====== SUPPLIED RECORDS

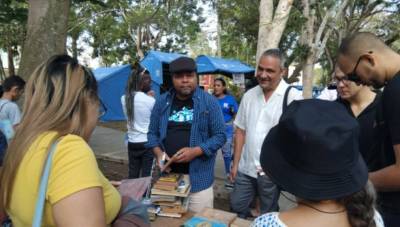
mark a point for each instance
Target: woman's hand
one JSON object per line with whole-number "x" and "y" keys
{"x": 115, "y": 183}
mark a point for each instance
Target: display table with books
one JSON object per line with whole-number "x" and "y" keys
{"x": 207, "y": 218}
{"x": 170, "y": 202}
{"x": 169, "y": 196}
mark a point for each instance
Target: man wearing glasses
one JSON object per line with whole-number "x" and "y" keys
{"x": 365, "y": 59}
{"x": 365, "y": 106}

============

> _PROBLEM STATEMENT_: The answer must be exactly the lines from the one containing "Target: man wearing glasses" through the final line of the data, both ends included, and nothing else.

> _SOLVED EXERCISE_:
Target: man wearing glasses
one JSON object per line with whole-number "x" and "y" keys
{"x": 365, "y": 59}
{"x": 365, "y": 106}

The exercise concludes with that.